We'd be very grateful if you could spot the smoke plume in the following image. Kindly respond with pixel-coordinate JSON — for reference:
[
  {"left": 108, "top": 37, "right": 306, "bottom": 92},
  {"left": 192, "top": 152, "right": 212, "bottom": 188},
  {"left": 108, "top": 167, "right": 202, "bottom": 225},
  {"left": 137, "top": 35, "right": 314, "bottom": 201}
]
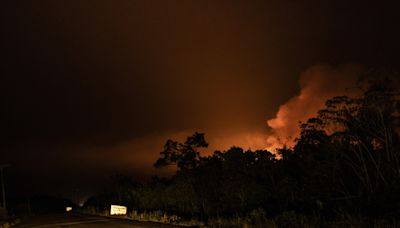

= = =

**Task instructions**
Can you quote the listing above word for word, leaving out the picture?

**Task response**
We'd be very grateful if you could spot the smoke plume in the following image. Kindly respond with pixel-coordinate JSON — for reference:
[
  {"left": 108, "top": 37, "right": 306, "bottom": 92},
  {"left": 192, "top": 152, "right": 212, "bottom": 188},
  {"left": 108, "top": 167, "right": 202, "bottom": 225},
  {"left": 137, "top": 35, "right": 314, "bottom": 201}
]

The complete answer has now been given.